*Exercise requirements*: From the entries that follow, reproduce exactly and only the lines from the line with "TARGET: large feather plume" to the line with "TARGET: bare midriff", endpoints included.

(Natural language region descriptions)
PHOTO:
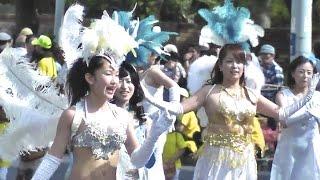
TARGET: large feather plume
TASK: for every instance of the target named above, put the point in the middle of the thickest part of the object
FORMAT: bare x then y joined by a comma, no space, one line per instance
149,40
69,38
229,25
104,36
32,104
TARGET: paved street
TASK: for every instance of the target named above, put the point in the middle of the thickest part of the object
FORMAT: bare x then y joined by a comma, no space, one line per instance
186,173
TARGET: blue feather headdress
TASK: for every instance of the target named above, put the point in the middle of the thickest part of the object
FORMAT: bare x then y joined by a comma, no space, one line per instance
229,25
144,32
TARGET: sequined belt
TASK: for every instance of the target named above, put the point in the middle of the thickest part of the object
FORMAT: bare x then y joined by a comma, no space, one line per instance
237,143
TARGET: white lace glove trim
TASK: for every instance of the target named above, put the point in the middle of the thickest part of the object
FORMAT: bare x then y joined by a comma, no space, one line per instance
47,167
286,112
141,155
174,94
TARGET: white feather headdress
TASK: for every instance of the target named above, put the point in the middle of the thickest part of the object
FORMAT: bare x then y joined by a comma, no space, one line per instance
31,102
104,37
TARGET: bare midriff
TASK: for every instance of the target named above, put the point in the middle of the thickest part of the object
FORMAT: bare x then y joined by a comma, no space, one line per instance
87,167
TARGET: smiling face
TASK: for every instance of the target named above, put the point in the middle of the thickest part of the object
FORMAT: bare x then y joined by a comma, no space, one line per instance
104,81
302,74
125,90
232,68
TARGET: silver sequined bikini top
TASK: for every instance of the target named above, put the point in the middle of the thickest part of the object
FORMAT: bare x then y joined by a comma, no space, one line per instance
104,132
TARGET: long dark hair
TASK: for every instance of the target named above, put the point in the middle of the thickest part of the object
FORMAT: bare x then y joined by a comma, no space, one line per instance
135,102
293,66
77,86
238,52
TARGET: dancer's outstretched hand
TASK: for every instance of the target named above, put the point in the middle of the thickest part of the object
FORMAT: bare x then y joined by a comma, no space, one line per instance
172,107
163,123
314,81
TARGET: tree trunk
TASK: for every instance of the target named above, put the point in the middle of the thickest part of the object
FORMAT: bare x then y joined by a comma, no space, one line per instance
26,15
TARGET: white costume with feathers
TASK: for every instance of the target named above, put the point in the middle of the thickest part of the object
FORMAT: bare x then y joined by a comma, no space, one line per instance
31,101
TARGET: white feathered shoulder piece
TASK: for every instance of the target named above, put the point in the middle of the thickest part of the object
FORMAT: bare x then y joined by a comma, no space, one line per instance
103,36
69,37
30,101
200,71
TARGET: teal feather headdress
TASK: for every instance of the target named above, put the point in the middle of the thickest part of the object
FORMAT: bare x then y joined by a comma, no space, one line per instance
229,25
149,40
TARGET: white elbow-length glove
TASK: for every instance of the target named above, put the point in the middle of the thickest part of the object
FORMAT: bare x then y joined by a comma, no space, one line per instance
173,107
141,155
286,112
174,93
47,167
294,119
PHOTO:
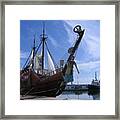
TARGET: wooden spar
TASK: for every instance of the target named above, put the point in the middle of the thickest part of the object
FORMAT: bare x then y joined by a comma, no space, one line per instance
80,32
43,45
33,53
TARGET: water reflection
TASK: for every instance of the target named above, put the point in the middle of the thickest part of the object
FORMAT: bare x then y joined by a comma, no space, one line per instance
79,95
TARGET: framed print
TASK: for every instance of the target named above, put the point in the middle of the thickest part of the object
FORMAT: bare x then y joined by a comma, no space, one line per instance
59,59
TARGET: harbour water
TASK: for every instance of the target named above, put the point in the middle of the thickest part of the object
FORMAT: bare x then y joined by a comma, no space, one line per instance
79,95
68,95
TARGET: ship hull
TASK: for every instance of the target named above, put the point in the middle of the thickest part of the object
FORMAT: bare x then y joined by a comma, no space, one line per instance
35,84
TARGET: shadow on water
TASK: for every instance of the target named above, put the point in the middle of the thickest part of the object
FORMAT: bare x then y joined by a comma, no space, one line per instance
80,94
70,95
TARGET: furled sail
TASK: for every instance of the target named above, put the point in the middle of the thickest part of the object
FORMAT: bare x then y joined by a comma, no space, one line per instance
38,62
51,66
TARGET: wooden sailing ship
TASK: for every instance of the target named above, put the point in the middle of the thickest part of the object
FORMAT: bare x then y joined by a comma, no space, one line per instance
35,79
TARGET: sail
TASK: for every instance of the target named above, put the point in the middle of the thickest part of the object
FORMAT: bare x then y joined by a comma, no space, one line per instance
38,62
31,58
51,66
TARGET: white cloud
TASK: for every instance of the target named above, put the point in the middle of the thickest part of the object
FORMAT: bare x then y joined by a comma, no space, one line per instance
53,41
24,55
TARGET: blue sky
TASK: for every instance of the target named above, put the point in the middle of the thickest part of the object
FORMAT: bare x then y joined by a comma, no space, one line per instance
60,38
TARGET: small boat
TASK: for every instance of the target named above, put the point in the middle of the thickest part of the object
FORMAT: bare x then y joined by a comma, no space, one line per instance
36,79
95,84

*Written response*:
TARGET: large feather plume
TASK: for every instance of the target named above, put the point in the middle of the thickest part of the object
FORMAT: bare x then y joined by a comma, no space, one line per instance
149,40
69,38
229,25
104,36
32,104
TARGET: paved street
TASK: for every instance of the target named above, put the point in the middle of the thickest part of the object
FORMAT: bare x then y joined by a comma, no space, one line per instance
186,173
TARGET: blue feather headdress
TASK: for every instance of the target named above, put the point in the middle of the thickest part of the object
FORMAT: bare x then y joined by a comma, no space, one line per instance
229,25
144,32
TARGET: sequined belt
TASK: for every instance of the target named above, put the point in the middle of the thickest part of the object
FORMAT: bare x then y joined by a comma, no space, one line per instance
237,143
TARGET: white lace glove trim
TASK: for every instance of the target named above, put the point in the middle of the thickest part of the object
FORMAT: bare x then y joined by a comma, no space, one line per instance
47,167
286,112
141,155
174,94
TARGET: white feather headdress
TASK: for every instance of the target named above, put the point in the middle of the thickest part of the object
FORMAT: bare x then y joined by a comma, no space, one line per instance
31,102
104,37
TARGET: bare midriff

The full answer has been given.